►
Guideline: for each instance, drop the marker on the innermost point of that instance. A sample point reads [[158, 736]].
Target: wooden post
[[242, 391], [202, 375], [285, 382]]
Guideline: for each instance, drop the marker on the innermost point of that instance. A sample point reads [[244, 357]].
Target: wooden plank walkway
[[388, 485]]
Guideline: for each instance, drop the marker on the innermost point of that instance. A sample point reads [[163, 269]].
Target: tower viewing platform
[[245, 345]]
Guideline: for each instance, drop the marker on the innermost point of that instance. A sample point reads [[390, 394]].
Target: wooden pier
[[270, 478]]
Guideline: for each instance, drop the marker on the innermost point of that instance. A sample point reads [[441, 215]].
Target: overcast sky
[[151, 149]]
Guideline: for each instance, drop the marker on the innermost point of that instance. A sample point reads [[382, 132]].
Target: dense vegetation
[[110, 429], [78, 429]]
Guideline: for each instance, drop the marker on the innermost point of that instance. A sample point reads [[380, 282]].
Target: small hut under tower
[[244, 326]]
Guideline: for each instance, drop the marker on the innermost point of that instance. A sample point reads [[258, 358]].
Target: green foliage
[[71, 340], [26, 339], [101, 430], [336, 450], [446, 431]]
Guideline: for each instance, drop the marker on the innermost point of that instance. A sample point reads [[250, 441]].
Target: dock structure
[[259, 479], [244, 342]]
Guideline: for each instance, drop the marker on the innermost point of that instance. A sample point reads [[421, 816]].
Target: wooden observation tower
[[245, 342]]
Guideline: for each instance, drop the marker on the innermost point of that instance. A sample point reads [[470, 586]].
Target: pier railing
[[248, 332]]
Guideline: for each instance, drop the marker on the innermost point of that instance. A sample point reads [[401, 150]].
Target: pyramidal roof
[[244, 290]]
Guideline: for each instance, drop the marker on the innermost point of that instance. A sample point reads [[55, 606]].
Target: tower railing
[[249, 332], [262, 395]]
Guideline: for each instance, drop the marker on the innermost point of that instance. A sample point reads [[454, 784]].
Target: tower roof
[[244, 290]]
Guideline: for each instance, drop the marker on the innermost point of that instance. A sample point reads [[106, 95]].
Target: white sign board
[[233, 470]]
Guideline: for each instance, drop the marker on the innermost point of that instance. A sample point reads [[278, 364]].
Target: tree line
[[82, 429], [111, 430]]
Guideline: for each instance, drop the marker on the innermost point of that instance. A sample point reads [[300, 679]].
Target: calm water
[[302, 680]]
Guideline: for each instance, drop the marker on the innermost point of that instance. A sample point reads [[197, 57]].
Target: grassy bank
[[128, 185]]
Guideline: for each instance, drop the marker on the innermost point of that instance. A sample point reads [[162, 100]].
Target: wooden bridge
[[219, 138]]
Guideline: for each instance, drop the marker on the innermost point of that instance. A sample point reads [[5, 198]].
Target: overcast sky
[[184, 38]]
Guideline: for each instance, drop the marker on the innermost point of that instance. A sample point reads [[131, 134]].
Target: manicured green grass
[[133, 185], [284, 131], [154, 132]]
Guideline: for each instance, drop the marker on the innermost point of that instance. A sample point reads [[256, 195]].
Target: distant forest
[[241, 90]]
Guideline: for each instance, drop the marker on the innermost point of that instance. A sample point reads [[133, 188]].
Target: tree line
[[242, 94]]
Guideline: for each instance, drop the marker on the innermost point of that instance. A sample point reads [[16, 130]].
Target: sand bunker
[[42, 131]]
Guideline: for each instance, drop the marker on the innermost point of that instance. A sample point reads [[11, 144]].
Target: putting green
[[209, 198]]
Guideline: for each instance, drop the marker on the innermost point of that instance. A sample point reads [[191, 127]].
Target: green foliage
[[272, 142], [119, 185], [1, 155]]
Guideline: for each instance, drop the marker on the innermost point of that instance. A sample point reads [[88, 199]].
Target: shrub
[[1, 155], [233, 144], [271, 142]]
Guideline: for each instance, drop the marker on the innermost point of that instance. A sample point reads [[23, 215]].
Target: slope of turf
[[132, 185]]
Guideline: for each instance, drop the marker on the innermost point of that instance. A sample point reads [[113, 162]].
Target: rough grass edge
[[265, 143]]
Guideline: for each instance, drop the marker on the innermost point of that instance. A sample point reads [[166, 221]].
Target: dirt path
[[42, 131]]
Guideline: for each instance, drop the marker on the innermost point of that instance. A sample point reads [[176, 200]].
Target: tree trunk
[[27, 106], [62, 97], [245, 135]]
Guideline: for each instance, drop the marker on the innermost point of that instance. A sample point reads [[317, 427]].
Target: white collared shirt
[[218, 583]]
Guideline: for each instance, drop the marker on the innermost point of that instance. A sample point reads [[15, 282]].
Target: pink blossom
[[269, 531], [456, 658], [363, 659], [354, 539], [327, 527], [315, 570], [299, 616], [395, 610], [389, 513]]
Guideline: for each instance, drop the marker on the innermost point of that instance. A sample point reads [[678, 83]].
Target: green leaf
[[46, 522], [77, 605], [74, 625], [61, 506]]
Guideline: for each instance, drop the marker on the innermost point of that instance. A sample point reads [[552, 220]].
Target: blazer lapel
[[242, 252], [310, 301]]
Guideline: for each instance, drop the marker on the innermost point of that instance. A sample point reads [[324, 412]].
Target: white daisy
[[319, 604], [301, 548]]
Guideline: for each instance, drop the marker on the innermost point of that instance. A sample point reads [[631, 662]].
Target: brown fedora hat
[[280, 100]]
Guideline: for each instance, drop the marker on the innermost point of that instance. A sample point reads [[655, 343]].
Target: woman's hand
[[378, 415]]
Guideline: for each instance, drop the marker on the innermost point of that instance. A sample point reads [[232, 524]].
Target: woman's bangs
◄
◆ **PROBLEM**: Can you repeat the data above with every "marker" switched to "pin" and everything else left unchanged?

◆ **FULL RESPONSE**:
Guideline: for each instance, drop the pin on the innermost point of that instance. A sample point reads [[158, 736]].
Target: wooden post
[[242, 391], [202, 375], [285, 382]]
Guideline: for each instance, drop the pin on the innermost point of that instance. A sample point reads [[244, 357]].
Target: wooden plank walkway
[[388, 485]]
Guideline: for each instance, drop the pin on the innermost point of that instance. A sample point reads [[163, 269]].
Target: tower viewing platform
[[245, 345]]
Guideline: for each instance, drop the pin on the innermost point of that instance. A sample point reads [[390, 394]].
Target: wooden pier
[[270, 478]]
Guideline: for each instance, drop the pin on the innermost point of that instance. A sample point reads [[441, 215]].
Target: overcast sky
[[151, 149]]
Guideline: for each instance, drop the pin on the innermost point of that instance. A sample point reads [[382, 132]].
Target: dense vegetation
[[110, 429], [78, 429]]
Guideline: for each instance, drop the pin on the innermost point of that instance. A sample point reads [[380, 282]].
Target: small hut under tower
[[244, 326]]
Guideline: for each instance, drop the pin on the innermost point of that instance. A sample point reads [[258, 358]].
Target: green foliage
[[71, 340], [26, 339], [101, 430], [336, 450], [446, 431]]
Guideline: for each instance, drop the pin on the innermost point of that instance. A sample point reads [[250, 441]].
Target: dock structure
[[259, 479], [244, 342]]
Guideline: for each instance, drop the pin on the innermost point of that instance. A sample point reads [[421, 816]].
Target: wooden observation tower
[[245, 342]]
Guideline: for each instance, drop the pin on the innermost point of that instance. A sample point reads [[470, 586]].
Target: pier railing
[[248, 332]]
Guideline: for each instance, drop the pin on the innermost point of that instance. A sample point reads [[401, 150]].
Target: pyramidal roof
[[244, 290]]
Guideline: for each instance, drop the pin on the innermost point of that instance. A sample point reads [[55, 606]].
Target: tower railing
[[249, 332], [262, 395]]
Guideline: for each instance, drop the pin on the innermost point of that instance. A sample point reads [[454, 784]].
Target: tower roof
[[244, 290]]
Guideline: for each instance, drop the pin on the innermost point of that instance. A sample point reads [[106, 95]].
Target: white sign board
[[233, 470]]
Guideline: for each instance, drop the pin on the innermost point of that instance. A sample point reads [[278, 364]].
Target: tree line
[[82, 429], [111, 430]]
Guideline: for each instance, drop the pin on the innermost point of that instance. A sample point reads [[300, 679]].
Target: calm water
[[302, 680]]
Guideline: for each instance, drop the pin on the innermost point of that instance. A sample point reads [[197, 57]].
Target: grassy bank
[[128, 185]]
Guideline: for each instance, drop the pin on the innermost point of that instance. A sample point reads [[162, 100]].
Target: wooden bridge
[[219, 138]]
Guideline: for each instance, drop the pin on the innermost point of that instance. A sample point reads [[5, 198]].
Target: overcast sky
[[184, 38]]
Guideline: for each instance, drop the pin on the innermost point of that instance. A sample point reads [[131, 134]].
Target: manicured green grass
[[133, 185], [284, 131], [154, 132]]
Guideline: for each instance, drop the pin on the innermost point of that instance. A sample point reads [[256, 195]].
Target: distant forest
[[241, 90]]
Guideline: for each instance, drop the pin on the innermost point of that instance. A sample point reads [[133, 188]].
Target: tree line
[[242, 94]]
Guideline: for each instance, drop the pin on the innermost point of that instance. A sample point reads [[16, 130]].
Target: sand bunker
[[42, 131]]
Guideline: for each instance, drop the pin on the innermost point of that instance. A sample point reads [[11, 144]].
Target: putting green
[[209, 198]]
Guideline: for each instance, drop the pin on the innermost point of that instance. A sample point reads [[191, 127]].
Target: green foliage
[[272, 142], [119, 185], [1, 155]]
Guideline: for each instance, drop the pin on the innermost point of that instance. A sample point reads [[88, 199]].
Target: shrub
[[1, 155], [233, 144], [271, 142]]
Guideline: for each instance, drop the pin on the innermost point of that instance. A sample point reads [[23, 215]].
Target: slope of turf
[[132, 185]]
Guideline: for each instance, drop the pin on the innermost point of that instance. A sample point reads [[113, 162]].
Target: rough grass edge
[[265, 143]]
Guideline: for each instance, drop the pin on the innermost point of that instance. A sample point reads [[166, 221]].
Target: dirt path
[[42, 131]]
Guideline: for each instance, drop the pin on the innermost point of that instance. A sample point reads [[176, 200]].
Target: tree trunk
[[27, 106], [62, 97], [245, 135]]
Guideline: for each instance, drop the pin on the innermost point of that instance. A sample point reads [[317, 427]].
Target: white collared shirt
[[218, 583]]
Guideline: for each instance, drop the pin on the innermost point of that instance. A sample point reads [[15, 282]].
Target: pink blossom
[[269, 531], [456, 658], [363, 659], [354, 539], [327, 527], [315, 570], [299, 616], [395, 610], [389, 513]]
Guideline: for each instance, drop the pin on the innermost point of that instance. A sample point reads [[678, 83]].
Target: green leaf
[[46, 522], [77, 605], [74, 625], [61, 506]]
Guideline: for each instance, drop the pin on the innermost point of that instance. A sample point reads [[552, 220]].
Target: blazer lapel
[[242, 252], [310, 301]]
Guideline: for each instance, drop the pin on the innermost point of that instance. A sample point reads [[324, 412]].
Target: white daisy
[[319, 604], [301, 548]]
Guideline: for each instance, drop the pin on the innermost point of that instance. A sample point reads [[631, 662]].
Target: brown fedora hat
[[280, 100]]
Guideline: for each instance, drop the pin on the innermost point of that instance. A sample point reads [[655, 343]].
Target: woman's hand
[[378, 415]]
Guideline: for each instance, drop the pin on the innermost point of that instance. A sample point reads [[232, 524]].
Target: woman's bangs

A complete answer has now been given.